BLOC DE TEXTE:
Auditionné par la commission des affaires économiques de l'Assemblée nationale, Xavier Piechaczyk, président de RTE, est revenu ce mercredi 27 octobre 2017 sur le rapport de son entreprise sur l'avenir de l'électricité en France à l'horizon 2050. Il s'est notamment exprimé sur le coût du nucléaire.
Nucléaire, stop ou encore ? Avec la récente hausse des prix de l'électricité et du gaz, la question du prix de l'énergie s'est imposée dans le débat de la pré-campagne présidentielle. Dans ce contexte, les défenseurs de l'atome pourraient avoir un avantage dans la bataille du pouvoir d'achat. C'est en résumé ce qu'a estimé Xavier Piechaczyk, président de RTE (pour Réseau de transport d'électricité) devant les députés ce mercredi. Pour lui : "Construire de nouveaux réacteurs nucléaires est pertinent" économiquement. Son entreprise a publié lundi un épais rapport contenant ses principales conclusions sur l'avenir du système à l'horizon 2050.
Le gestionnaire du réseau électrique français a simulé six scénarios – allant du 100% renouvelable à un développement "volontariste" du nucléaire – pour atteindre la neutralité carbone dans la production d'électricité d'ici 2050. Résultat : si tous "garantissent la sécurité d'approvisionnement" du système électrique français", le distinguo pourrait se faire sur la question des coûts. Avec en ligne de mire une problématique : "La France consommera plus d’électricité en 2050, il faudra [donc] qu'elle en produise plus".
À ce titre, estime le patron de RTE : "Les coûts de production des différents mix sont approximativement équivalents, dans les scénarios avec ou sans nouveaux nucléaires". Sitôt posé ce constat, Xavier Piechaczyk le nuance néanmoins. "On voit que les besoins de flexibilité sont déterminants sur le coût complet des scénarios", explique-t-il, soulignant que plus le mix énergétique est composé d'énergies renouvelables, "plus cette production diffuse sur le territoire, [et donc] elle nécessite plus de réseaux de distribution et de transports pour le pilotage du système électrique et pour acheminer l'électricité aux lieux de consommations."
Ce raisonnement pousse Xavier Piechaczyk à dire devant les députés que "l'évaluation économique des coûts de production conduisent à rendre les scénarios avec du nouveau nucléaire, moins coûteux à l’échéance 2050, avec un écart de l'ordre de dix milliards d'euros entre les scénarios M23 et le scénario N2." "Construire de nouveaux réacteurs nucléaires est pertinent du point de vue économique", affirme donc le président de Réseau de transport d'électricité.

OBJECTIF FIXÉ: Recopiez mot pour mot le passage de l'article sur le coût du nucléaire, de "Nucléaire, stop ou" à "système à l'horizon 2050.".

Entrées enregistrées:
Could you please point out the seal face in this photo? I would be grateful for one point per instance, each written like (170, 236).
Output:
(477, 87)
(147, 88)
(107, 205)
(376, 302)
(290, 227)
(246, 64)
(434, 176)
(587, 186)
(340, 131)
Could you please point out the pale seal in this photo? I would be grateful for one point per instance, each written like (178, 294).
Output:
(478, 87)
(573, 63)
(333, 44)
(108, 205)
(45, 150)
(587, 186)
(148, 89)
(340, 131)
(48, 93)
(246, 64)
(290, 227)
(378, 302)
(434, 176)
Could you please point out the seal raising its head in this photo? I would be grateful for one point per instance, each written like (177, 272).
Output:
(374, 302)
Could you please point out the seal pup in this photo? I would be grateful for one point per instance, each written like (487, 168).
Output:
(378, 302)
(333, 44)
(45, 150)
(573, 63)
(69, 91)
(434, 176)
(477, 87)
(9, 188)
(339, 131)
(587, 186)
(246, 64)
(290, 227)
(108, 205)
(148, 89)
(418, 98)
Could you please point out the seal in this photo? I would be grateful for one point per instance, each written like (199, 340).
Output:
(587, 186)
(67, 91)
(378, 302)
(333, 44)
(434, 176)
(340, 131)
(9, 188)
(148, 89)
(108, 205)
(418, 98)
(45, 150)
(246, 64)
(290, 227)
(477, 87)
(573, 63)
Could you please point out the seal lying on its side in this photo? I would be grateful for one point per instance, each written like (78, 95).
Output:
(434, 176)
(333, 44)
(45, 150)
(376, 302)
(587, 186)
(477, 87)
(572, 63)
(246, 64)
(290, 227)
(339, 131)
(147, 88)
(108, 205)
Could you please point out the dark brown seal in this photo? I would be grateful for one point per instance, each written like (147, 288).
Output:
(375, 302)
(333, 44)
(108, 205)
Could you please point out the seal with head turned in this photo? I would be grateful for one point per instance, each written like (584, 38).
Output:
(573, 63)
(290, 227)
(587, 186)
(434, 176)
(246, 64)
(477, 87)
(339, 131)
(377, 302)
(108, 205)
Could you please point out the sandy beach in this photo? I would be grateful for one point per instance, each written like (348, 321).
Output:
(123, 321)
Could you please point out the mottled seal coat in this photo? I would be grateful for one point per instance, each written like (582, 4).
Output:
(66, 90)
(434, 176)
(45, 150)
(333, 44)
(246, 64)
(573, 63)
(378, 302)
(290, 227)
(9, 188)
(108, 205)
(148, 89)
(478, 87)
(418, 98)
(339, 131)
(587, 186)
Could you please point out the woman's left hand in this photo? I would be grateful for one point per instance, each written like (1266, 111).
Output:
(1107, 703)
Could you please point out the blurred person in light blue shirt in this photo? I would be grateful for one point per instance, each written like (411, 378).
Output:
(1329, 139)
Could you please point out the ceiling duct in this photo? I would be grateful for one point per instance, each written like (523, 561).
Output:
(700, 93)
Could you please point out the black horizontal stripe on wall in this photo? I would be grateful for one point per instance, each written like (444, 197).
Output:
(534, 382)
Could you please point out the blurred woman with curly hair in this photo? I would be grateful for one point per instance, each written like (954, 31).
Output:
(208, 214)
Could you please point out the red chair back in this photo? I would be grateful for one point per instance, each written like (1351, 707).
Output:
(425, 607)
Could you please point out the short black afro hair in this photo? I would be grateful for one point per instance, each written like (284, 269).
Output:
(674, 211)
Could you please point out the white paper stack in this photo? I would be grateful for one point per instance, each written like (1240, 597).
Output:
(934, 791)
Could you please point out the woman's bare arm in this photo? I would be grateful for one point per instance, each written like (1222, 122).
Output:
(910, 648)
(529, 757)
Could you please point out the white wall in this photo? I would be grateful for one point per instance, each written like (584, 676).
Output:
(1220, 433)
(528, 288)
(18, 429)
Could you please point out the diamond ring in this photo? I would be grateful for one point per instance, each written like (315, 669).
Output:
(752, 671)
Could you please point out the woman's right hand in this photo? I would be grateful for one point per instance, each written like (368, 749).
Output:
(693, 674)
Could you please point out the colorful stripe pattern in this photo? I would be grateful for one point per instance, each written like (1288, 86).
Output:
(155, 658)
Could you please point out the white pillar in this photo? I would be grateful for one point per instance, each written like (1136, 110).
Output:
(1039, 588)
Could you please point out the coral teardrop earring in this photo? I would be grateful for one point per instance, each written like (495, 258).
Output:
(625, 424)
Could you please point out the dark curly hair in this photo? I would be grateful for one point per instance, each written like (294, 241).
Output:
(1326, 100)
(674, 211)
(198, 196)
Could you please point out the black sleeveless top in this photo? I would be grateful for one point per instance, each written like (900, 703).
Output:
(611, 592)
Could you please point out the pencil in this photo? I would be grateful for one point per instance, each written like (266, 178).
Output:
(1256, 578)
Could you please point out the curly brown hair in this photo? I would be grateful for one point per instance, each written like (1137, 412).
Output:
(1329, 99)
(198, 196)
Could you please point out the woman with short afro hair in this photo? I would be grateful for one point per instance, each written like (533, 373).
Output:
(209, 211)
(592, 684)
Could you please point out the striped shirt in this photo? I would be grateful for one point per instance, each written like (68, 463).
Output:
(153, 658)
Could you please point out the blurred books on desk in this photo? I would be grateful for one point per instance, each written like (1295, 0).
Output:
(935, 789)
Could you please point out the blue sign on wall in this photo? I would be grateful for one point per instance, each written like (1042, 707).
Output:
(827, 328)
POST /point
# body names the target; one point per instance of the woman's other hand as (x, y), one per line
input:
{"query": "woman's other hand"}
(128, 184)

RÉSULTAT ATTENDU:
Nucléaire, stop ou encore ? Avec la récente hausse des prix de l'électricité et du gaz, la question du prix de l'énergie s'est imposée dans le débat de la pré-campagne présidentielle. Dans ce contexte, les défenseurs de l'atome pourraient avoir un avantage dans la bataille du pouvoir d'achat. C'est en résumé ce qu'a estimé Xavier Piechaczyk, président de RTE (pour Réseau de transport d'électricité) devant les députés ce mercredi. Pour lui : "Construire de nouveaux réacteurs nucléaires est pertinent" économiquement. Son entreprise a publié lundi un épais rapport contenant ses principales conclusions sur l'avenir du système à l'horizon 2050.